*** Input data ***

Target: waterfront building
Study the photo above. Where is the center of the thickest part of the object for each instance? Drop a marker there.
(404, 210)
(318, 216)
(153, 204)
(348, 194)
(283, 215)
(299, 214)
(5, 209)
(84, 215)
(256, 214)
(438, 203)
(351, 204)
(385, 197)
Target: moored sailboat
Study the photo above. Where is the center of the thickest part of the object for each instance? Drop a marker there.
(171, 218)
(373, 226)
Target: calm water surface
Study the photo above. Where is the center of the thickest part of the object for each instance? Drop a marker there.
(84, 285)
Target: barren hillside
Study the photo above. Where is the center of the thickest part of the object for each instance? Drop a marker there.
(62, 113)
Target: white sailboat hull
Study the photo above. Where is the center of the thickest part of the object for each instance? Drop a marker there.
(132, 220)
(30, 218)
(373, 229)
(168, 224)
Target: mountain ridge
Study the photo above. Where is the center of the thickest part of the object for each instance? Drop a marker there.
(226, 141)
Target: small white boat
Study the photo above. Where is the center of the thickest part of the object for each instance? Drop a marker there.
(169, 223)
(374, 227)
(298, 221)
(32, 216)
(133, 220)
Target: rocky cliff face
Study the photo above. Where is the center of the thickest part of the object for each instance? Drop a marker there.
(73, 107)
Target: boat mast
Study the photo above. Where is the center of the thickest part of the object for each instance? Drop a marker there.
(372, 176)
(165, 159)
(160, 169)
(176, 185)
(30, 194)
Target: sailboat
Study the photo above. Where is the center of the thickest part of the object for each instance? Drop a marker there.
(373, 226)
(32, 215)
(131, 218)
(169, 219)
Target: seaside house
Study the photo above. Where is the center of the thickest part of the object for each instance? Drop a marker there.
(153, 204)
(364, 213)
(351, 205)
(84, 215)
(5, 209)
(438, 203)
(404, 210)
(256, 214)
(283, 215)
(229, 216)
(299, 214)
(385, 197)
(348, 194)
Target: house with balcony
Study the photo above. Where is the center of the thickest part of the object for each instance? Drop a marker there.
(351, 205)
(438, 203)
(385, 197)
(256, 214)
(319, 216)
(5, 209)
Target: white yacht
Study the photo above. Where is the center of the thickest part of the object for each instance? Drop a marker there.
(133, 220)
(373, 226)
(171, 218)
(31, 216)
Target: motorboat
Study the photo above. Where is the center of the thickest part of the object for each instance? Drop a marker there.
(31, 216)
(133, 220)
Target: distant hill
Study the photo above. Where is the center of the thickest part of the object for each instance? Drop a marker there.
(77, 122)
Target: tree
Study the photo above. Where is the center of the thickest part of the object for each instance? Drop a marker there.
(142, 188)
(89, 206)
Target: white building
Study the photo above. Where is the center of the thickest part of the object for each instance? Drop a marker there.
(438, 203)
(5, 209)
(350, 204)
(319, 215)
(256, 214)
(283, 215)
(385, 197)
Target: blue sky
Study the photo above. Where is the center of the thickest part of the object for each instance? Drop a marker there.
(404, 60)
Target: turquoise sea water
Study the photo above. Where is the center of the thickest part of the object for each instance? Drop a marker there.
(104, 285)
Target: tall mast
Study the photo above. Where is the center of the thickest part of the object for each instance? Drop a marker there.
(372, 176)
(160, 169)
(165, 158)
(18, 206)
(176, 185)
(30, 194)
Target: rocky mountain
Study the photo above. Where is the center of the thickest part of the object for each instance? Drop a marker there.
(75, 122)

*** End of Input data ***

# [To do]
Line by line, copy the data above.

# [Answer for the task]
Target: waterfront building
Study the photo above. Where is the center of the thickest part of the object for each instance? Drop a marker there.
(404, 210)
(318, 216)
(153, 204)
(348, 194)
(283, 215)
(299, 214)
(5, 209)
(84, 215)
(256, 214)
(438, 203)
(351, 204)
(385, 197)
Target: moored sailboat
Study the photo above. Where is the center of the thickest part of the object for each instance? Drop a marker there.
(171, 218)
(373, 226)
Target: calm water surface
Study the photo above. Where is the center of the thickest part of the object for each instance? Drop a marker there.
(84, 285)
Target: barren hillside
Study the photo above. Where is the center of the thickest part of the object for each instance? Drop a marker there.
(62, 113)
Target: white sailboat hull
Study the photo above. Where is the center of the thickest part of the object for each instance? Drop a marker there.
(132, 220)
(30, 218)
(373, 229)
(168, 224)
Target: mountain ridge
Study the photo above. Where is the center of the thickest part of the object for each instance? Drop a marker there.
(226, 141)
Target: small white boat
Study the photo above. Where is the center of the thickest part of the object for each instance? Drop a marker there.
(169, 223)
(374, 227)
(298, 221)
(32, 216)
(133, 220)
Target: rocky cliff face
Study the photo above. Where is the center of the thickest part of the object for each instance? Drop a marker there.
(73, 107)
Target: boat mast
Study the photo above. Where is the center of the thickest part of the object for each instance? Drop a marker there.
(372, 176)
(165, 159)
(160, 169)
(176, 185)
(30, 194)
Target: sailboat
Study the photo above. Where is the center of the thickest part of the object for each instance? Drop a marker there.
(373, 226)
(32, 215)
(131, 218)
(169, 219)
Target: seaside house
Study the photo above. Where is the center of the thickest part of the object for each instance? Drop a marker there.
(153, 204)
(364, 213)
(351, 205)
(84, 215)
(5, 209)
(438, 203)
(404, 210)
(256, 214)
(283, 215)
(229, 216)
(299, 214)
(385, 197)
(348, 194)
Target: house with balcony
Study the photo above. Where is the center of the thickest part of the object for each instance? Drop a marker there.
(351, 205)
(438, 203)
(385, 197)
(256, 214)
(319, 216)
(5, 209)
Target: white yacht
Study the photo above. Where is the center of the thickest part of the object for each instance? Drop a marker there.
(133, 220)
(373, 226)
(171, 218)
(31, 216)
Target: motorboat
Study the photo above. Where is the center of the thickest part of the object for each instance? Drop a marker there.
(31, 216)
(133, 220)
Target: distant hill
Study the photo above. Where is the center of the thickest part of the object for each instance? Drop a marker there.
(77, 122)
Target: tree
Study the photo above. Where is the center of the thickest part of the object for each instance? Drop a marker there.
(142, 188)
(89, 206)
Target: white building
Study the photo above. Where is the center of the thickest part of the object for each instance? Drop a marker there.
(438, 203)
(5, 209)
(350, 204)
(319, 215)
(256, 214)
(283, 215)
(385, 197)
Target: blue sky
Study the photo above. Where is the center of the thickest part of the object for each instance? Drop a marker there.
(404, 60)
Target: turquoise sea water
Study the photo above. Where is the center of the thickest part of the object for each instance? Drop a marker there.
(104, 285)
Target: tall mast
Study the photo above. Where is the center of the thickest part of the object for each instance? Drop a marker there.
(372, 176)
(160, 169)
(165, 158)
(18, 206)
(176, 185)
(30, 194)
Target: rocky mountain
Study the photo above. Where is the center of the thickest part of the object for each instance? Drop a marker there.
(75, 122)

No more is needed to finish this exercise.